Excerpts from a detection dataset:
--
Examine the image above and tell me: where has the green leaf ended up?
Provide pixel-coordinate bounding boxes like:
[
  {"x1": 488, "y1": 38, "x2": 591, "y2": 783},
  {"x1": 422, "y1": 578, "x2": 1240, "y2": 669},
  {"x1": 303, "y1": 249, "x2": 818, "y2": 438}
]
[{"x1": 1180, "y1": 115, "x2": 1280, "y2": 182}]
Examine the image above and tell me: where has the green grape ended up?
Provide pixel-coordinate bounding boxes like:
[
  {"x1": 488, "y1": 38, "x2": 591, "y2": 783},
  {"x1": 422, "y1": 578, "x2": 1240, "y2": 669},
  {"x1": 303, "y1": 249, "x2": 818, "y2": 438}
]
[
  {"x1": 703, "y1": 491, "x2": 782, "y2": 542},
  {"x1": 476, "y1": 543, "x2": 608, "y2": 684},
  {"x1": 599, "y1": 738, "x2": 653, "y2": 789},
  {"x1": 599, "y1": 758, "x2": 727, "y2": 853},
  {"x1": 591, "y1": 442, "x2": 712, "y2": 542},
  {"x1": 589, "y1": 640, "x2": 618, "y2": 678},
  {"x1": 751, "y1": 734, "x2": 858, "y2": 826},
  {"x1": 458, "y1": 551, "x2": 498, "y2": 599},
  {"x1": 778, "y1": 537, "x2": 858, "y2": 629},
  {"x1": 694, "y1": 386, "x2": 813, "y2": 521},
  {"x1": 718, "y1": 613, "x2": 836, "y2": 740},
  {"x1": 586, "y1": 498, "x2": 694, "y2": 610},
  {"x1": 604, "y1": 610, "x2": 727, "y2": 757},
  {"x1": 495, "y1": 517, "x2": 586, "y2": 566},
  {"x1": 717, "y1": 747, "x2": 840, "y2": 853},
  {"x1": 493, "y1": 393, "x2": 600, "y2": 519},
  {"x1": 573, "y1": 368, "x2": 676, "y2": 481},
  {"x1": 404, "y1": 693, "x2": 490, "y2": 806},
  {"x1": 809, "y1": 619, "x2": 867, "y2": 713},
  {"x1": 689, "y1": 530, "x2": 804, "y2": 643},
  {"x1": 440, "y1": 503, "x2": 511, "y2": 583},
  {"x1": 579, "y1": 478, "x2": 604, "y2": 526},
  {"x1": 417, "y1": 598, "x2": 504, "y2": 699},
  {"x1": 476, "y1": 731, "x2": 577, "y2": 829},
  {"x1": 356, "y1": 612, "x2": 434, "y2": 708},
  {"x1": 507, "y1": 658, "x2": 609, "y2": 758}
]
--
Problem:
Reproduce every line of all the entries above with no changes.

Result of the task:
Examine the image above and tell me: where has the green leaf ended up?
Provide pixel-coordinate bounding boxes like:
[
  {"x1": 488, "y1": 38, "x2": 591, "y2": 783},
  {"x1": 422, "y1": 578, "x2": 1240, "y2": 669},
  {"x1": 303, "y1": 249, "x2": 818, "y2": 438}
]
[{"x1": 1180, "y1": 115, "x2": 1280, "y2": 182}]
Examine the image above and tell me: where has the green grape ended up?
Provide pixel-coordinate bounding boxes like:
[
  {"x1": 488, "y1": 38, "x2": 591, "y2": 783},
  {"x1": 422, "y1": 578, "x2": 1240, "y2": 669},
  {"x1": 303, "y1": 249, "x2": 818, "y2": 438}
]
[
  {"x1": 703, "y1": 491, "x2": 782, "y2": 542},
  {"x1": 476, "y1": 543, "x2": 608, "y2": 684},
  {"x1": 599, "y1": 738, "x2": 653, "y2": 789},
  {"x1": 599, "y1": 758, "x2": 727, "y2": 853},
  {"x1": 591, "y1": 442, "x2": 712, "y2": 542},
  {"x1": 589, "y1": 640, "x2": 618, "y2": 678},
  {"x1": 751, "y1": 734, "x2": 858, "y2": 826},
  {"x1": 458, "y1": 551, "x2": 498, "y2": 599},
  {"x1": 778, "y1": 537, "x2": 858, "y2": 629},
  {"x1": 694, "y1": 386, "x2": 813, "y2": 521},
  {"x1": 718, "y1": 613, "x2": 836, "y2": 740},
  {"x1": 586, "y1": 498, "x2": 694, "y2": 610},
  {"x1": 604, "y1": 610, "x2": 727, "y2": 757},
  {"x1": 495, "y1": 517, "x2": 586, "y2": 566},
  {"x1": 717, "y1": 747, "x2": 840, "y2": 853},
  {"x1": 493, "y1": 393, "x2": 600, "y2": 519},
  {"x1": 573, "y1": 368, "x2": 676, "y2": 481},
  {"x1": 404, "y1": 693, "x2": 490, "y2": 806},
  {"x1": 809, "y1": 619, "x2": 867, "y2": 713},
  {"x1": 689, "y1": 530, "x2": 804, "y2": 643},
  {"x1": 440, "y1": 503, "x2": 511, "y2": 583},
  {"x1": 579, "y1": 478, "x2": 604, "y2": 526},
  {"x1": 417, "y1": 598, "x2": 504, "y2": 699},
  {"x1": 476, "y1": 731, "x2": 577, "y2": 829},
  {"x1": 356, "y1": 612, "x2": 434, "y2": 708},
  {"x1": 507, "y1": 658, "x2": 609, "y2": 758}
]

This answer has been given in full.